| EXERCISE AIM |
Using the entries below, quote exactly the span of lines that begins with the line containing "Practice. Find the red painted" and ends with the final line.

| SUPPLIED RECORDS |

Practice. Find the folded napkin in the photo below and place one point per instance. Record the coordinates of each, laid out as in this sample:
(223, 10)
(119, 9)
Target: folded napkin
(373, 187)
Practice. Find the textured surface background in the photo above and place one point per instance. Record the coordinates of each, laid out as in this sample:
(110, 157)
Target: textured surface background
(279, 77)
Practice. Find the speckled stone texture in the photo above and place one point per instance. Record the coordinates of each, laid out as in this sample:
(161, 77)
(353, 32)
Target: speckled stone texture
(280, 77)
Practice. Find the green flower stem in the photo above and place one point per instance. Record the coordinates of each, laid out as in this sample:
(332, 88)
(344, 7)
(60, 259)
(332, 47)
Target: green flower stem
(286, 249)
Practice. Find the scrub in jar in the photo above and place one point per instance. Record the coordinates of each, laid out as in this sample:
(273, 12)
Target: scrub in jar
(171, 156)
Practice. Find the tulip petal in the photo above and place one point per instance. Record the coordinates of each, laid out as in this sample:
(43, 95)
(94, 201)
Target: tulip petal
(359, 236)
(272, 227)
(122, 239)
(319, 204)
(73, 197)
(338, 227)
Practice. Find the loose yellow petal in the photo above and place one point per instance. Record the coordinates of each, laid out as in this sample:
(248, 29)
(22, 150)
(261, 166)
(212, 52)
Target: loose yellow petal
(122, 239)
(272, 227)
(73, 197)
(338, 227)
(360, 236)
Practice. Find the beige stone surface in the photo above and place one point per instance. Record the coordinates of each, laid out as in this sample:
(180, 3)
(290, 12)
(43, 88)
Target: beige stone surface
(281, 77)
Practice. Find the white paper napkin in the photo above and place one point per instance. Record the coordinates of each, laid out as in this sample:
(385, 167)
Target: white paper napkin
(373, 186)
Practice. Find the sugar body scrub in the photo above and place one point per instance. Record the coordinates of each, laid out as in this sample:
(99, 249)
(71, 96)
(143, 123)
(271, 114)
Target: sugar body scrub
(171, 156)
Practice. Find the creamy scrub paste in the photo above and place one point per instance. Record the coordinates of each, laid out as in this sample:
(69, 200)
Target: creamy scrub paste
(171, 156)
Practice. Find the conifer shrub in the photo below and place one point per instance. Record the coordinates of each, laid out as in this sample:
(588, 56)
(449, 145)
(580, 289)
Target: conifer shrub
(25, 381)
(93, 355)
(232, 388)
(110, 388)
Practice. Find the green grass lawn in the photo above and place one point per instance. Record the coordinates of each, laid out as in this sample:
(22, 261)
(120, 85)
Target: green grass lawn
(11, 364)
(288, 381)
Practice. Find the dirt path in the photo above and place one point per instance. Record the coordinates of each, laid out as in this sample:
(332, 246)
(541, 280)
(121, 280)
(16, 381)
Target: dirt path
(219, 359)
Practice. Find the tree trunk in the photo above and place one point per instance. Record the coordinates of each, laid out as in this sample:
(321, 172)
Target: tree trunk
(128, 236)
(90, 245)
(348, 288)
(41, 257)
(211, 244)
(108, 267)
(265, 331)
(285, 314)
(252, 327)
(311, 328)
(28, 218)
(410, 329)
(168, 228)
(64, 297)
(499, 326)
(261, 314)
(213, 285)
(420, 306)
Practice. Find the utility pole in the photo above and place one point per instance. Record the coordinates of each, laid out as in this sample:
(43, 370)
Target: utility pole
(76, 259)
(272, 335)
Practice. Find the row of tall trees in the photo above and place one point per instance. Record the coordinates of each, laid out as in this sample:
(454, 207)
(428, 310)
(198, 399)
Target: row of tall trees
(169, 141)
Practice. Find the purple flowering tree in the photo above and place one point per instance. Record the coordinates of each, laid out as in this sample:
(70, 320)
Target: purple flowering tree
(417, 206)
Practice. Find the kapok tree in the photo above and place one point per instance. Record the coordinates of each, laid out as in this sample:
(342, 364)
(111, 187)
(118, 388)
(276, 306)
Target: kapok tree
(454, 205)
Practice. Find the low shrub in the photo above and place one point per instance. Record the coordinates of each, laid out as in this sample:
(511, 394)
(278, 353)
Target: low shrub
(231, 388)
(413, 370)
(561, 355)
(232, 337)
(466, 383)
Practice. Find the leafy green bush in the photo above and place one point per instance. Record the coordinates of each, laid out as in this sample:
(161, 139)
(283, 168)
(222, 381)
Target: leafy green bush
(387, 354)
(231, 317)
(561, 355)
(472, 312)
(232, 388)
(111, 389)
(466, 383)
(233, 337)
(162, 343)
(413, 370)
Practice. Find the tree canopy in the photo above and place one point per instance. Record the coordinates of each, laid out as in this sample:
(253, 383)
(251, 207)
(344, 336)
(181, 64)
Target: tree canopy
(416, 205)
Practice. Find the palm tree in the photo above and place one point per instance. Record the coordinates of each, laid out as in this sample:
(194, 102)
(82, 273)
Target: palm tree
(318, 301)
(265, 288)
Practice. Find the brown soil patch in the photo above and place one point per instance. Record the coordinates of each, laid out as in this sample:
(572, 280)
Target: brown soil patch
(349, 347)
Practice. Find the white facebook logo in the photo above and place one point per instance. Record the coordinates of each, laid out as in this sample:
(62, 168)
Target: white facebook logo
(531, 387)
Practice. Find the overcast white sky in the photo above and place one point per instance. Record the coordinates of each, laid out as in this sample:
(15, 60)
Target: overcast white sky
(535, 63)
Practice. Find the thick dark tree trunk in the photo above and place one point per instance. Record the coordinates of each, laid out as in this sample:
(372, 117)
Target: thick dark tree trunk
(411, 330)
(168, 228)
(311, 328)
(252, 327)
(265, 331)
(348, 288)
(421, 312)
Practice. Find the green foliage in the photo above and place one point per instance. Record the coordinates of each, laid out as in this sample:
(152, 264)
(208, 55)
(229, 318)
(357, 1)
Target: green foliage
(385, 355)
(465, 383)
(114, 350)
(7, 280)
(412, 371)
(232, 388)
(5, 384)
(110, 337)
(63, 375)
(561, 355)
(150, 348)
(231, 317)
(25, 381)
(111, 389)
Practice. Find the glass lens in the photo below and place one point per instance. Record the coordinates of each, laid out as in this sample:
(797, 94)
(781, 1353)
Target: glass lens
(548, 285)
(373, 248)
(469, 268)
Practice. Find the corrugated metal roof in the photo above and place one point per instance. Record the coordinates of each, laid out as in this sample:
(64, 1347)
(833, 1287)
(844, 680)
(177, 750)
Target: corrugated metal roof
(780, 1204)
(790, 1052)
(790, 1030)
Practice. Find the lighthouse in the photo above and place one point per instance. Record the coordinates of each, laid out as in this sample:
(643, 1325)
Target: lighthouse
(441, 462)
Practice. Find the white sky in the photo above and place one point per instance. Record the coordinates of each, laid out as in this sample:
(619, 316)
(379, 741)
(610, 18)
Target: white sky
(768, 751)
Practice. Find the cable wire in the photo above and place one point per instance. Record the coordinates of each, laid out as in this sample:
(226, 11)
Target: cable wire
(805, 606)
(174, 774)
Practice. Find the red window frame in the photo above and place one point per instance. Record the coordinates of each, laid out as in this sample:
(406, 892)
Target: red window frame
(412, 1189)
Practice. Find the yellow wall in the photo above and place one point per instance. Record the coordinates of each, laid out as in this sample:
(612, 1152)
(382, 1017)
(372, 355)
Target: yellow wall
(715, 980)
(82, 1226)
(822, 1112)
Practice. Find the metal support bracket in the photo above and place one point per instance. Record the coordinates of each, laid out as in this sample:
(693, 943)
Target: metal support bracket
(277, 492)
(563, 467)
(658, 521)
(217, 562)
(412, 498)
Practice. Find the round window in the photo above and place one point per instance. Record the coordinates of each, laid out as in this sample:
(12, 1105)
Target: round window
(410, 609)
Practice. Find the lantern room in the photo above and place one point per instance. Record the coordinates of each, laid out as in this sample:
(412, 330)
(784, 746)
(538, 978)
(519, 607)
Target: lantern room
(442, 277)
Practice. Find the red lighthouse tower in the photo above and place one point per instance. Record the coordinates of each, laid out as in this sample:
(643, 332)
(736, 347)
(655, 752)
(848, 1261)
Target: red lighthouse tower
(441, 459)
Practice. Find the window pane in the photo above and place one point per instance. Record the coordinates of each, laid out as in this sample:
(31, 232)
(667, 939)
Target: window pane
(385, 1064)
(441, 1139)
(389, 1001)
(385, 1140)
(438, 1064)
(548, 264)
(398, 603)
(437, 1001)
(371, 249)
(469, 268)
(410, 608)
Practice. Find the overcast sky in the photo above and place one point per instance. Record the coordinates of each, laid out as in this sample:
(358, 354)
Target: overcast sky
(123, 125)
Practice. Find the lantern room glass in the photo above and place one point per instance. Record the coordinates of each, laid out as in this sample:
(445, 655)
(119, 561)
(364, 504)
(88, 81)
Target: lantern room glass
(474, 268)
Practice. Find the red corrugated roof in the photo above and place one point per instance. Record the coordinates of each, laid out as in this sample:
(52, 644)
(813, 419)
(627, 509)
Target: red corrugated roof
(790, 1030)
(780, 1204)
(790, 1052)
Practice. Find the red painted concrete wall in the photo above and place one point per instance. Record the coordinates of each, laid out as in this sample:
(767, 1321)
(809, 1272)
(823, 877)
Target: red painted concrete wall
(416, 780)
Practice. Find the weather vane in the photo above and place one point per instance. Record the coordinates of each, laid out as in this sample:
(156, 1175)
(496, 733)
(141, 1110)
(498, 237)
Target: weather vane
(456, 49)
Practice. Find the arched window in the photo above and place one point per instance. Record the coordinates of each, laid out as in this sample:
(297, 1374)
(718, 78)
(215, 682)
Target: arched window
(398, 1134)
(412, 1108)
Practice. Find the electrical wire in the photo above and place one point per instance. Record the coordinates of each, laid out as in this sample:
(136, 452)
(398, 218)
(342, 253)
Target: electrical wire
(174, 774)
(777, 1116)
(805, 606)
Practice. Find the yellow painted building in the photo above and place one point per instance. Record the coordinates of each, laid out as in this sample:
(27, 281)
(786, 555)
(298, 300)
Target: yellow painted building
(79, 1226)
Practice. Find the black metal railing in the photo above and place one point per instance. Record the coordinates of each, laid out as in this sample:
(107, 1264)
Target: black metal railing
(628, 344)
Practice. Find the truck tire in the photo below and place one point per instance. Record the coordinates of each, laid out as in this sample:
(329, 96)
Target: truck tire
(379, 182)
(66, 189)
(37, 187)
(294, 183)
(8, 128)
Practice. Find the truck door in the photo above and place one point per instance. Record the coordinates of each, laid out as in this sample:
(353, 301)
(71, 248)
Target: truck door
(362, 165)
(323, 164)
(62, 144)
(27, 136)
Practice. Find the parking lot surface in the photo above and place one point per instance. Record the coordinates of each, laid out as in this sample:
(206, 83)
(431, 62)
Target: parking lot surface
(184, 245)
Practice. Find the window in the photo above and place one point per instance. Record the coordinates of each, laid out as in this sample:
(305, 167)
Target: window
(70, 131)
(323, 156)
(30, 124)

| REPLY |
Practice. Find the red painted concrete wall in the photo above and place one point per instance. Record the coordinates of each, laid out as in this sample:
(767, 1321)
(809, 1272)
(823, 877)
Target: red painted concrete wall
(416, 780)
Practice. Find the weather vane in the photo above and place one point per instance. Record the coordinates of each, laid out as in this sample:
(156, 1175)
(496, 733)
(141, 1110)
(498, 237)
Target: weather vane
(456, 49)
Practice. Find the arched window in the photo above and place one point per instance. Record the coordinates of each, laid out as in this sample:
(297, 1374)
(718, 78)
(215, 682)
Target: arched window
(398, 1134)
(412, 1108)
Practice. Find the electrical wire in the photo above and place one point per instance. Record the coordinates of each, laid out as in this sample:
(136, 452)
(398, 218)
(342, 253)
Target: electrical wire
(174, 774)
(777, 1116)
(805, 606)
Practice. Find the yellow painted building in the photo above and place one point per instance. Record the coordinates of each, laid out as in this sample:
(27, 281)
(786, 555)
(298, 300)
Target: yellow painted building
(79, 1226)
Practice. Find the black metal railing in the photo above and place one point per instance. Record the coordinates of each, laid out as in this sample:
(107, 1264)
Target: black metal railing
(628, 344)
Practice. Find the truck tire in the photo below and place one point per instance. Record the coordinates of each, laid out as in this sample:
(329, 96)
Target: truck tire
(379, 182)
(66, 189)
(37, 187)
(294, 183)
(8, 128)
Practice. Find the truck door in the photo above and place one point per instance. Record the coordinates of each, laid out as in this sample:
(353, 301)
(71, 248)
Target: truck door
(362, 165)
(323, 164)
(62, 144)
(27, 136)
Practice. Find the parking lot surface in the photo above and place one point per instance. Record the coordinates of each, laid out as in this sample:
(206, 83)
(431, 62)
Target: parking lot surface
(184, 245)
Practice. Find the window in the photo above and place one point per instance. Record the coordinates of each, laid out as in this sample:
(305, 167)
Target: window
(70, 131)
(323, 156)
(30, 124)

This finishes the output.